··· Document text

Last week was a rough week.
Monday, we learned that our friends’ unborn daughter has been diagnosed with open spina bifida with a probability of added complications.
Thursday night, we got the shocking and heartbreaking news that an old friend of mine died unexpectedly. She was in her late twenties.
In between, I worked on the sewing project from hell, cleared out two clogged drains in one day, and ignored my writing.
I spent a lot of time with my head buried in books, trying to find some relief in fiction. I read through close to a dozen novels in one week. I’m honestly seriously embarrassed and ashamed by that confession.
We adjusted fairly smoothly and quickly to this new life here, a seminary family, and I think I forgot that it’s still hard, and that there’s probably a good reason for why I feel tired all the time.
The good thing – the grace learned from seven years of waiting for seminary – is that we as a family have finally learned to stop living as though life is going to start sometime in the future, when everything has settled down and things are calm and smooth, and instead to be in the here and now, experiencing life as it happens. It may be messy and exhausting and frustrating at times, and I may still miss out on a lot of it because boy do I not function well without sleep, but at least we’re in it, not on the outskirts waiting.
Joy turns six tomorrow. Six. Five seemed ridiculously older than four, and six even more so than five. And in the midst of everything else we’ve got happening, we carved out time this weekend to go out for a celebratory breakfast, and then take a hike through the woods. Tomorrow she gets her presents and cake (we like to stretch birthdays out as long as possible around here). A few moments of calm and rejoicing amidst the storms around us.

······
··· Provided material

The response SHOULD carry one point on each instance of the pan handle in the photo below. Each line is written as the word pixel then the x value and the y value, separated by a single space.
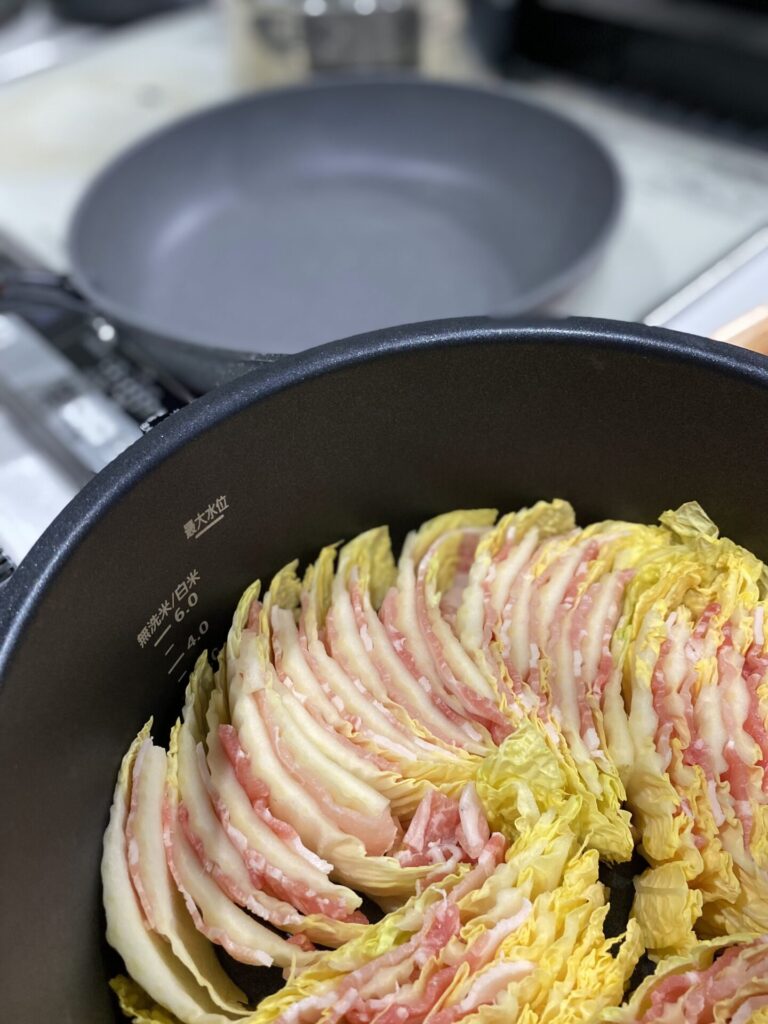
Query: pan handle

······

◆ Task objective: Reproduce the stretch of the piece about a rough week from "Thursday night, we" through "all the time.", word for word.

◆ Response below:
Thursday night, we got the shocking and heartbreaking news that an old friend of mine died unexpectedly. She was in her late twenties.
In between, I worked on the sewing project from hell, cleared out two clogged drains in one day, and ignored my writing.
I spent a lot of time with my head buried in books, trying to find some relief in fiction. I read through close to a dozen novels in one week. I’m honestly seriously embarrassed and ashamed by that confession.
We adjusted fairly smoothly and quickly to this new life here, a seminary family, and I think I forgot that it’s still hard, and that there’s probably a good reason for why I feel tired all the time.